Exercices et consignes:
1. Dans l’extrait sur le rachat de Softeam, recopiez le passage qui commence aux mots "Enfin, l’Autorité a" et s’arrête après "groupe La Poste.", en substituant "hébergement mutualisé" à "colocation".
2. D’après l’extrait sur le rachat de Softeam, dites si chaque affirmation est exacte (oui ou non) et citez les mots qui tranchent.
(a) La nouvelle entité détiendra plus de 25 % du marché des services informatiques.
(b) Tessi et IBM figurent parmi les concurrents nationaux mentionnés.
(c) La Poste occupe une part importante du marché des services de colocation.
3. Rédigez la suite de l’extrait sur le rachat de Softeam par le groupe La Poste, après sa dernière phrase.

Extrait:
#####
Pour le reste, l’Autorité écarte les risques liés aux effets verticaux de l’opération. Si Docaposte est active sur le marché du traitement de documents et de données pour compte de tiers, lequel présente un lien vertical avec les activités de services informatiques de Softeam, avec le développement des outils numériques tels que l’intelligence artificielle ou la gestion de données (« data analytics ») où Softeam est présente, la position de la nouvelle entité sur le marché des services informatiques sera limitée et, en tout état de cause, très inférieure à 25 %, quelles que soient les segmentations envisagées. Par ailleurs, les parties font face à de nombreux concurrents, au niveau national, tels que les sociétés Tessi, Jouve, Sopra-Steria ou encore IBM, qui sont actives sur les deux marchés concernés par les effets verticaux liés à l’opération.

Enfin, l’Autorité a examiné si l’acquisition de Softeam par le groupe La Poste n’était pas de nature à restreindre la concurrence sur le marché des services de colocation (data centers), notamment par les effets congloméraux de l’opération liés à l’existence d’un avantage non-réplicable, constitué par l’image de marque dont bénéficie le groupe La Poste, en tant qu’acteur historique de la livraison de courriers, quant à la sécurité et à la confidentialité des données personnelles de ses clients. Ainsi, Softeam est active dans la gestion de la donnée (« data analytics ») qui présente un lien de connexité avec le développement des services de colocation du groupe La Poste.

Toutefois, l’Autorité observe que la part de marché de La Poste est très limitée sur le marché des services de colocation et qu’elle fait face à la pression concurrentielle de géants mondiaux et européens de l’hébergement de données. En outre, elle relève que la position de la nouvelle entité sur le marché des services informatiques sera limitée et, en tout état de cause, très inférieure à 25 %, quelles que soient les segmentations envisagées des marchés concernés.
#####
[Lignes du jeu de données]

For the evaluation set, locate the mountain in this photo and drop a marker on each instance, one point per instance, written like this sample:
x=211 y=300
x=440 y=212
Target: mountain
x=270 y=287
#####
Réponses successives:
1.
Enfin, l’Autorité a examiné si l’acquisition de Softeam par le groupe La Poste n’était pas de nature à restreindre la concurrence sur le marché des services de hébergement mutualisé (data centers), notamment par les effets congloméraux de l’opération liés à l’existence d’un avantage non-réplicable, constitué par l’image de marque dont bénéficie le groupe La Poste, en tant qu’acteur historique de la livraison de courriers, quant à la sécurité et à la confidentialité des données personnelles de ses clients. Ainsi, Softeam est active dans la gestion de la donnée (« data analytics ») qui présente un lien de connexité avec le développement des services de hébergement mutualisé du groupe La Poste.

2.
(a) Non : « très inférieure à 25 % ».
(b) Oui : « tels que les sociétés Tessi, Jouve, Sopra-Steria ou encore IBM ».
(c) Non : « la part de marché de La Poste est très limitée sur le marché des services de colocation ».

3.
Pour le surplus, je vous renvoie à la lecture du communiqué de l'Autorité de la concurrence.

 



On verra également la décision n° 19-DCC-229 du 11 décembre 2019 à la faveur de laquelle l’Autorité de la concurrence a autorisé, sans condition, la prise de contrôle exclusif de la société Aéroport de Toulouse-Blagnac, société gestionnaire de l’aéroport de Toulouse, par le groupe de travaux publics Eiffage. L’opération consistait dans le rachat de la participation jusqu’alors détenue par la société chinoise Casil Europe dans la cible.

Le groupe Eiffage et ATB sont présents dans le secteur de la gestion et de l’exploitation d’aéroports qui comprend notamment le marché amont de l’octroi des concessions aéroportuaires, seul marché sur lequel les activités des parties se chevauchent horizontalement. Les marchés d’appels d’offres en travaux aéroportuaires sont également concernés par l’opération dans la mesure où il existe un lien vertical entre les activités de travaux public du groupe Eiffage et les appels d’offre lancés par ATB pour ce type de travaux.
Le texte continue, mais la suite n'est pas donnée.